### Activity
Your answer is the lines from the one that has "Agricultural drone survey: scan the aerial photo for green" through the last line of the records below, retyped exactly and alone.

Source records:
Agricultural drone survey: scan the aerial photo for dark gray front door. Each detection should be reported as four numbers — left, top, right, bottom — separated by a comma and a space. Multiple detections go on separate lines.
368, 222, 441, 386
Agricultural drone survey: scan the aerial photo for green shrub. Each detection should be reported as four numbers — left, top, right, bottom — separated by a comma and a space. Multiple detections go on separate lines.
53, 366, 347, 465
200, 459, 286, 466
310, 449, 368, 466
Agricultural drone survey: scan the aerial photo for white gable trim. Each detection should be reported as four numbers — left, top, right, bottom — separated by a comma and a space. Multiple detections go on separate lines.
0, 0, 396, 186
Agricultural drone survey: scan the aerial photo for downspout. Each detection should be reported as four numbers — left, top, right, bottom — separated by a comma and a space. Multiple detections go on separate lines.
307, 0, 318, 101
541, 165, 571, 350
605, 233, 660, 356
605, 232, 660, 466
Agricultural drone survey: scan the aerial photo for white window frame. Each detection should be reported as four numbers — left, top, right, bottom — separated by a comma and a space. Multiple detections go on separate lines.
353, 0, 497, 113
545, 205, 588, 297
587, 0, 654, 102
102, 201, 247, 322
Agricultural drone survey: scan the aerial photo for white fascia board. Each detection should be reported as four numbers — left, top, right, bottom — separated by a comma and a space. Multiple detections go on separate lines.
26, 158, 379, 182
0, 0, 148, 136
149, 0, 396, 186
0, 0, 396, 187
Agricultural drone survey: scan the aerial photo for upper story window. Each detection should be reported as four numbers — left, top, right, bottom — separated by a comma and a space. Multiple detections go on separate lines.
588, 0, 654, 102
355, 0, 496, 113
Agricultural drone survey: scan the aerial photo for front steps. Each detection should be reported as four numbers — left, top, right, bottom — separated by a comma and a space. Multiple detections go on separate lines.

### Your response
Agricultural drone survey: scan the aerial photo for green shrub. Each detection should be reported as four numbers — left, top, right, bottom — separated by a comma and a space. Multiple detections go on separate lines.
53, 366, 347, 465
200, 459, 286, 466
310, 449, 368, 466
Agricultural drone survey: scan the aerial photo for white gable trim. Each detection should be reported as four numbers — left, top, right, bottom — separated by a comma and a space. Multiple detections go on separate lines.
0, 0, 396, 186
Agricultural drone survey: scan the aerial photo for downspout. Each detection should be reported as four numbers — left, top, right, bottom — separated by a comma and a space. Multiple detections go on separate lines.
307, 0, 318, 101
541, 165, 571, 350
605, 233, 660, 356
605, 232, 660, 466
Agricultural drone survey: scan the aerial photo for white window frame. Each detection should be reported as four numbers — left, top, right, bottom — separated by a comma and a space. Multiple detections go on separate lines.
353, 0, 497, 113
545, 205, 588, 297
587, 0, 654, 102
102, 201, 247, 322
Agricultural drone survey: scan the aerial photo for white fascia board. Each detection should be reported as four numbers — left, top, right, bottom — separated by a comma and a space. Multiple detections go on separate lines.
26, 158, 379, 182
0, 0, 148, 136
149, 0, 396, 186
0, 0, 396, 187
Agricultural drone survey: scan the aerial photo for upper story window. Each detection should be reported as four numbers — left, top, right, bottom — separated by a comma and a space. Multiple detections go on separate lines.
588, 0, 654, 102
355, 0, 496, 113
Agricultural drone survey: scan the aerial photo for front steps. Each detection should be reported as four numbers — left, top, right, bottom — separated by a comma and a space. Multiple detections go on separate lines.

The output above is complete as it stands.